Powiedzieli mi: zapraszamy serdecznie, zobaczcie, jak u nas jest, co się tutaj dzieje, może wybierzcie się jeszcze w okolice Mariupola, może Europa coś wreszcie zobaczy. Najlepiej przywieźcie samoloty albo ogarnijcie nam czyste niebo.
Ukraińcy czują, że to wsparcie jest zbyt małe?
Od Polski nie. Jeśli chodzi o Polskę...
Samolotów nie dostali.
Nie dostali... Jest duża świadomość, jeśli chodzi o rozgrywki polityczne, które się dzieją - mówię tutaj o armii. Ludzie się tym interesują, muszą siłą rzeczy, bo to ich bezpośrednio dotyczy. Nawet nie tam bardzo liczyli o samoloty, co na czyste niebo. Chodzi przede wszystkim o rakiety, które na nich spadają. To jest najtrudniejsze. To wszystko spada na ludność cywilną - to chyba robi wrażenie na wszystkich, na wojskowych też. Widzą ogromne wsparcie z Polski, jeśli chodzi o leki, paczki, które przychodzą. Ja to też widzę, bo pracowałem przy tym, czasami jeszcze coś sortuję z nimi. Widzę, że w większości to są transporty z Polski. Tego jest bardzo dużo.

Zbiór danych
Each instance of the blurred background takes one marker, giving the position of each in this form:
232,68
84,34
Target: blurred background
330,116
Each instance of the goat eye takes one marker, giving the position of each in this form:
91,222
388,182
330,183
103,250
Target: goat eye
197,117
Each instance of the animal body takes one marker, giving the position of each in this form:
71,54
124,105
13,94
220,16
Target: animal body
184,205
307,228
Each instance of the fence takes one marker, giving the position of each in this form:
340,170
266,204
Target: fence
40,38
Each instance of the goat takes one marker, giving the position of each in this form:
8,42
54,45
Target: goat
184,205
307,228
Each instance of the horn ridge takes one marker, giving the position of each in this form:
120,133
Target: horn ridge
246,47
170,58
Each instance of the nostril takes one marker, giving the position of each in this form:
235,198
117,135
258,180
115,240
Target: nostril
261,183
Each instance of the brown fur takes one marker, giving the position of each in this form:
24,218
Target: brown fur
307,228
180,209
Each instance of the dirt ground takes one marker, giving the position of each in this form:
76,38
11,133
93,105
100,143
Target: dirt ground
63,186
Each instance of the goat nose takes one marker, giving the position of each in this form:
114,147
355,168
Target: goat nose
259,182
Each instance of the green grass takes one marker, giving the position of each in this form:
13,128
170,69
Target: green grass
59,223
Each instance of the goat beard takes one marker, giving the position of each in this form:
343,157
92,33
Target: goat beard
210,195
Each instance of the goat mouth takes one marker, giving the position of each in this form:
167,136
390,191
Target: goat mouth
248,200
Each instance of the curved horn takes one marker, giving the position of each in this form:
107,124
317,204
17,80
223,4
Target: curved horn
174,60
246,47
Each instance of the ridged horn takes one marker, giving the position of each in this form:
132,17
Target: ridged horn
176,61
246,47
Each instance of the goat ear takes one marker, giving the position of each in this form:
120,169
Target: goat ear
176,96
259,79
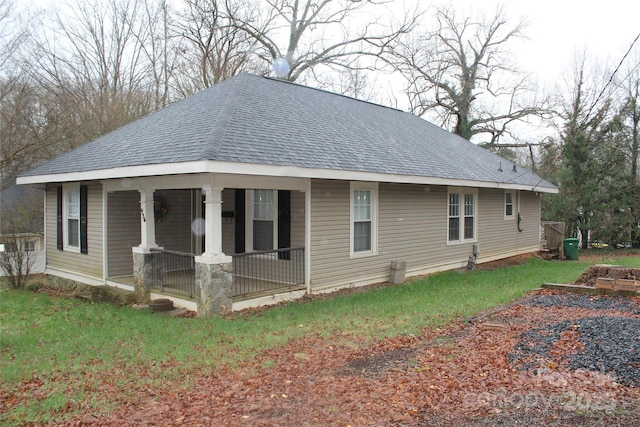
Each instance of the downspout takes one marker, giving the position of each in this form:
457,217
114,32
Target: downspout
307,236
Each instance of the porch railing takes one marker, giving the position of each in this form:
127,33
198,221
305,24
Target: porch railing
254,273
266,271
173,271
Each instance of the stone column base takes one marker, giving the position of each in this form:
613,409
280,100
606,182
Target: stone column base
142,275
213,288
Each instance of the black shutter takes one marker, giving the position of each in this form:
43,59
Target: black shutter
59,239
284,223
83,220
239,217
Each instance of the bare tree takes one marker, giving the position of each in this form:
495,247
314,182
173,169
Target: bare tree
214,49
20,223
461,72
309,33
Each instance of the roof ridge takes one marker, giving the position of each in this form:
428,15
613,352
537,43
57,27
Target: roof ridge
275,79
217,133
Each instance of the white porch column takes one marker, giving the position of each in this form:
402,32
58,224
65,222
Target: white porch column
213,226
147,220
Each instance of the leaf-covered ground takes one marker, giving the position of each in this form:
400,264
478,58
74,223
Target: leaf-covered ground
472,373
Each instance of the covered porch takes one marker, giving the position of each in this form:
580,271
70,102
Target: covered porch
224,241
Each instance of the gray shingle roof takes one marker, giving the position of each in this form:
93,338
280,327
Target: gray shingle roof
259,120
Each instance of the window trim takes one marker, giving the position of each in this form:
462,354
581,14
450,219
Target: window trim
249,218
363,186
67,188
462,192
513,205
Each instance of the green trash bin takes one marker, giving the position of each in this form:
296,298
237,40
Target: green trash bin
572,248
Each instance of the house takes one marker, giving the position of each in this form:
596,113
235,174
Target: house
258,189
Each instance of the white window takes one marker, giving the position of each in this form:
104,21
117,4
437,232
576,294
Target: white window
72,218
461,215
364,218
508,205
262,236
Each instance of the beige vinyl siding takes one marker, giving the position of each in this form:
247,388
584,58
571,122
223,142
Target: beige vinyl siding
89,264
497,235
123,231
173,232
412,226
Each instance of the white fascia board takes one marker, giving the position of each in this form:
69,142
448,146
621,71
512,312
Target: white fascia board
251,169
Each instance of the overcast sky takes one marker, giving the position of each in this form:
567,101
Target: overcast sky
559,28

Polecenie
Skopiuj dosłownie z fragmentu o wsparciu Polski dla Ukrainy odcinek od „Samolotów nie dostali.” aż po „jest bardzo dużo.”.

Odpowiedź
Samolotów nie dostali.
Nie dostali... Jest duża świadomość, jeśli chodzi o rozgrywki polityczne, które się dzieją - mówię tutaj o armii. Ludzie się tym interesują, muszą siłą rzeczy, bo to ich bezpośrednio dotyczy. Nawet nie tam bardzo liczyli o samoloty, co na czyste niebo. Chodzi przede wszystkim o rakiety, które na nich spadają. To jest najtrudniejsze. To wszystko spada na ludność cywilną - to chyba robi wrażenie na wszystkich, na wojskowych też. Widzą ogromne wsparcie z Polski, jeśli chodzi o leki, paczki, które przychodzą. Ja to też widzę, bo pracowałem przy tym, czasami jeszcze coś sortuję z nimi. Widzę, że w większości to są transporty z Polski. Tego jest bardzo dużo.